Part of a data file
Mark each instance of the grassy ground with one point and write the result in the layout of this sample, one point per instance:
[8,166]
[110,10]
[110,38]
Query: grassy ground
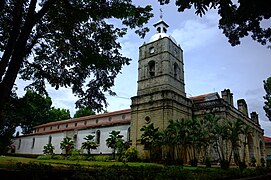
[9,161]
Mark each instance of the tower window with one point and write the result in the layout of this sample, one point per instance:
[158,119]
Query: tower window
[152,68]
[98,136]
[159,29]
[151,50]
[33,143]
[50,140]
[176,70]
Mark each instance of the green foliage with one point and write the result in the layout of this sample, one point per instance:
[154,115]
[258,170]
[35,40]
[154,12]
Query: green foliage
[267,97]
[65,51]
[57,114]
[89,144]
[103,158]
[67,144]
[238,18]
[48,149]
[115,142]
[151,139]
[131,155]
[75,155]
[83,111]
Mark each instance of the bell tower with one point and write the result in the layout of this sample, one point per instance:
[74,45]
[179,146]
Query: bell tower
[160,93]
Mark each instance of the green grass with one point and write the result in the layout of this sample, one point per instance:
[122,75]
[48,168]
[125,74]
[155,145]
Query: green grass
[7,161]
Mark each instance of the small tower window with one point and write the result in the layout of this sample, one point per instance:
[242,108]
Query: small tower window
[152,68]
[159,29]
[20,142]
[176,70]
[50,140]
[151,50]
[33,143]
[98,136]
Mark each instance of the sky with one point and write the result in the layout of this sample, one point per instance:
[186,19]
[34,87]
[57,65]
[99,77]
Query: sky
[211,64]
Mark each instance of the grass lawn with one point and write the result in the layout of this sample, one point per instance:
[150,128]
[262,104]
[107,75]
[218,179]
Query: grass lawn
[9,161]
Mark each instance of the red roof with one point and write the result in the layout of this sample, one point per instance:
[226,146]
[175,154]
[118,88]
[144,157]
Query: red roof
[267,139]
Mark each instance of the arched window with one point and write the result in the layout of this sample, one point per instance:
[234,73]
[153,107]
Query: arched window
[33,143]
[20,141]
[128,134]
[159,29]
[152,68]
[176,70]
[98,136]
[261,149]
[50,140]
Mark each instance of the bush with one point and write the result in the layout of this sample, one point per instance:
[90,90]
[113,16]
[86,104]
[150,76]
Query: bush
[224,164]
[208,162]
[45,157]
[193,162]
[75,155]
[131,155]
[103,158]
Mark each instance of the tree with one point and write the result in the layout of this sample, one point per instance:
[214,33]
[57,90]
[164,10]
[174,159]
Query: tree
[237,18]
[67,144]
[57,114]
[89,144]
[8,123]
[114,141]
[84,111]
[267,97]
[151,138]
[66,43]
[48,149]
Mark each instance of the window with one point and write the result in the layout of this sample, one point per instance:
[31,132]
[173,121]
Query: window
[152,68]
[128,134]
[50,140]
[33,143]
[151,50]
[98,136]
[20,141]
[176,70]
[159,29]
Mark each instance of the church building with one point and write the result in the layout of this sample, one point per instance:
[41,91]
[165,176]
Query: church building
[160,97]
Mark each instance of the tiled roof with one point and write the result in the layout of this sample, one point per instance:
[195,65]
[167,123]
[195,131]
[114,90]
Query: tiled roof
[126,121]
[204,97]
[94,117]
[267,139]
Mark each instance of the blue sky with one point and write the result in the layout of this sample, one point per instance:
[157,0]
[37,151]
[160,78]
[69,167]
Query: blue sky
[211,64]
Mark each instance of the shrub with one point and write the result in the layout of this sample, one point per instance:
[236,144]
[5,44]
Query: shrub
[75,155]
[45,157]
[224,164]
[48,149]
[103,158]
[131,155]
[193,162]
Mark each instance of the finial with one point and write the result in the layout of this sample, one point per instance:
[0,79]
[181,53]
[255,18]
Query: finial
[161,13]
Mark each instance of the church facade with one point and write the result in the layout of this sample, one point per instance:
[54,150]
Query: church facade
[160,97]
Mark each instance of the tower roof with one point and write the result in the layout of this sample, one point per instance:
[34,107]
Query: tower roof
[161,31]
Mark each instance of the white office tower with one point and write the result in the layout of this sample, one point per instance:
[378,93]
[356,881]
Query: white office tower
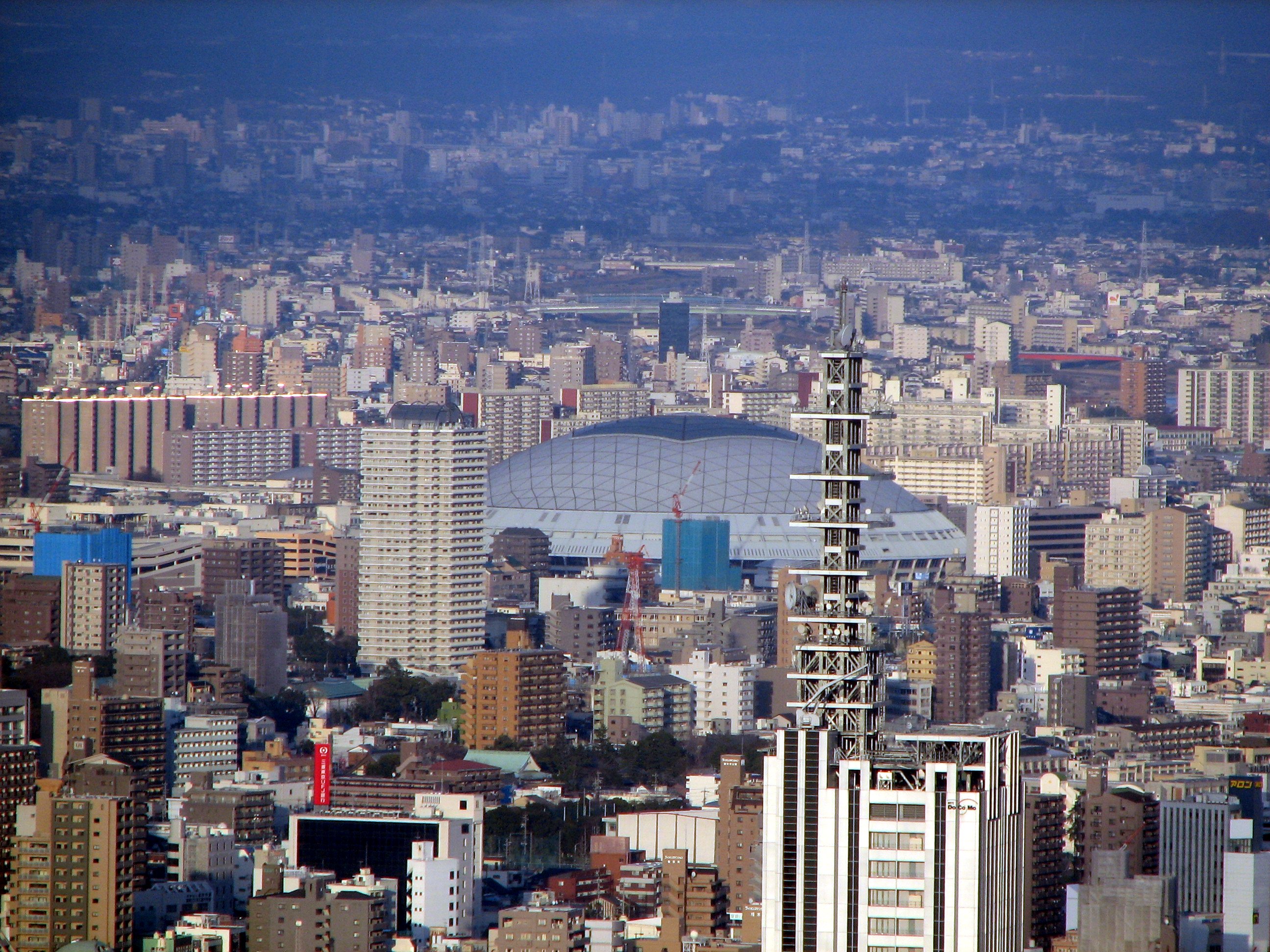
[421,591]
[869,847]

* _The exercise_: Output every line of the rows above as a JSON list of strings, one string per line, with blank lines and pictures left out.

* _Output for this exercise_:
[
  "Mark each instance of the grassy ground with one point and write the result in the layout of this sample, one point per instance:",
  "[8,166]",
  "[110,10]",
  "[110,38]",
  "Query: grassy ground",
  "[9,161]",
  "Mark each instance of the tower window with one point and write the result in the layout of this sample, one point per instance:",
  "[158,119]",
  "Query: tower window",
  "[152,68]",
  "[98,136]",
  "[159,29]",
  "[151,50]",
  "[33,143]",
  "[50,140]",
  "[176,70]",
  "Mark each instance of the green foliage with one point and write the result in the layout of this sample, one point per instance:",
  "[154,115]",
  "[258,170]",
  "[35,40]",
  "[154,12]",
  "Query: green foliage",
  "[267,97]",
  "[65,51]",
  "[57,114]",
  "[89,144]",
  "[103,158]",
  "[67,144]",
  "[238,18]",
  "[48,149]",
  "[115,142]",
  "[151,139]",
  "[131,155]",
  "[75,155]",
  "[83,111]",
  "Mark each instance of the bell tower with one point and write the result in the layout of this sample, one point per instance:",
  "[74,45]",
  "[179,146]",
  "Query: bell tower",
  "[160,93]",
  "Mark each instance of the green grass with one point and write the result in the layout of this sample, one point per instance:",
  "[122,75]",
  "[48,168]",
  "[125,74]",
  "[155,145]",
  "Query: green grass",
  "[7,161]",
  "Mark each instance of the small tower window with one point and write the result in the layout of this sample, one point per instance:",
  "[242,108]",
  "Query: small tower window",
  "[152,68]",
  "[159,29]",
  "[20,142]",
  "[176,70]",
  "[50,140]",
  "[151,50]",
  "[33,143]",
  "[98,136]",
  "Mark each instance of the sky with one point and write the result in the layout of this sample, one point per instance:",
  "[186,19]",
  "[34,87]",
  "[57,65]",
  "[99,77]",
  "Query: sky",
  "[211,64]",
  "Mark each instance of the grass lawn with one point and write the result in the layout of this sample, one point per instance:",
  "[150,128]",
  "[262,104]",
  "[107,75]",
  "[218,179]",
  "Query: grass lawn",
  "[9,161]",
  "Mark each instance of the red roof with one point and write the result in the layout of this sample, one point per instance:",
  "[226,146]",
  "[175,154]",
  "[118,88]",
  "[144,157]",
  "Query: red roof",
  "[267,139]",
  "Mark each instance of the arched window with one point and write the result in the layout of this sample, one point per instance:",
  "[234,73]",
  "[153,107]",
  "Query: arched window",
  "[33,143]",
  "[20,141]",
  "[128,134]",
  "[159,29]",
  "[152,68]",
  "[176,70]",
  "[98,136]",
  "[261,149]",
  "[50,140]",
  "Mark each instance of the bush with one point and write the result in the layout of this sample, one point per instance:",
  "[90,90]",
  "[113,16]",
  "[86,104]",
  "[150,76]",
  "Query: bush",
  "[224,164]",
  "[208,162]",
  "[45,157]",
  "[193,162]",
  "[75,155]",
  "[131,155]",
  "[103,158]",
  "Mark each instance of the tree with one point and write the result in the layout of this sample, one point per instance:",
  "[214,33]",
  "[57,90]",
  "[164,10]",
  "[174,159]",
  "Query: tree",
  "[237,18]",
  "[67,144]",
  "[57,114]",
  "[89,144]",
  "[8,123]",
  "[114,141]",
  "[84,111]",
  "[267,97]",
  "[151,138]",
  "[66,43]",
  "[48,149]",
  "Mark each instance of the window with one point and write the result in the layout of this sample, one point per instance:",
  "[31,132]",
  "[173,121]",
  "Query: window",
  "[152,68]",
  "[128,134]",
  "[50,140]",
  "[33,143]",
  "[151,50]",
  "[98,136]",
  "[20,141]",
  "[176,70]",
  "[159,29]",
  "Mark each instance of the church building with one point and write the result in the layout of this sample, one point per instance:",
  "[41,91]",
  "[165,176]",
  "Query: church building",
  "[160,97]",
  "Mark each instance of the tiled roof with one point and write the result in the layout of this sample, one point per instance:",
  "[195,65]",
  "[167,123]",
  "[195,131]",
  "[114,90]",
  "Query: tiled roof",
  "[126,121]",
  "[204,97]",
  "[94,117]",
  "[267,139]",
  "Mark each instance of the blue sky with one point and write the result in the layout of this sample, one point per instance:",
  "[157,0]",
  "[37,151]",
  "[160,78]",
  "[69,167]",
  "Query: blue sky",
  "[211,64]",
  "Mark each instance of the shrub with one point and write the result in the layout of this sample, one point per instance:",
  "[236,144]",
  "[5,44]",
  "Query: shrub",
  "[75,155]",
  "[45,157]",
  "[224,164]",
  "[48,149]",
  "[103,158]",
  "[131,155]",
  "[193,162]",
  "Mark each instance of the finial with one point and write the result in the layout of this sample, one point per instance:",
  "[0,79]",
  "[181,53]",
  "[255,18]",
  "Query: finial",
  "[161,13]",
  "Mark each instance of the church facade with one point and write the result in the layout of this sample, one point per instance:",
  "[54,150]",
  "Query: church facade",
  "[160,97]",
  "Mark each instance of the tower roof with one point and write the result in the layout of this sample, one point per instance:",
  "[34,107]",
  "Query: tower roof",
  "[161,31]",
  "Mark each instance of the white office tower with one point and write the result in the layout of this sample, one point per instance:",
  "[378,93]",
  "[356,881]",
  "Query: white office tower",
  "[421,591]",
  "[869,847]"
]